» What needs to be done
Lay out every line of the data below as a numbered list, leaving out any blank lines.

[Excerpts from a pointing dataset]
+ + + + + + +

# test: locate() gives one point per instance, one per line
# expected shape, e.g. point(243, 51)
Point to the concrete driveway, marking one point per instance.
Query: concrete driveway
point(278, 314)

+ + + + + + +

» Solution
1. # test: locate() gives one point per instance, one per line
2. # expected shape, e.g. point(243, 51)
3. Point to the concrete driveway, marking one point per instance.
4. Query: concrete driveway
5. point(278, 314)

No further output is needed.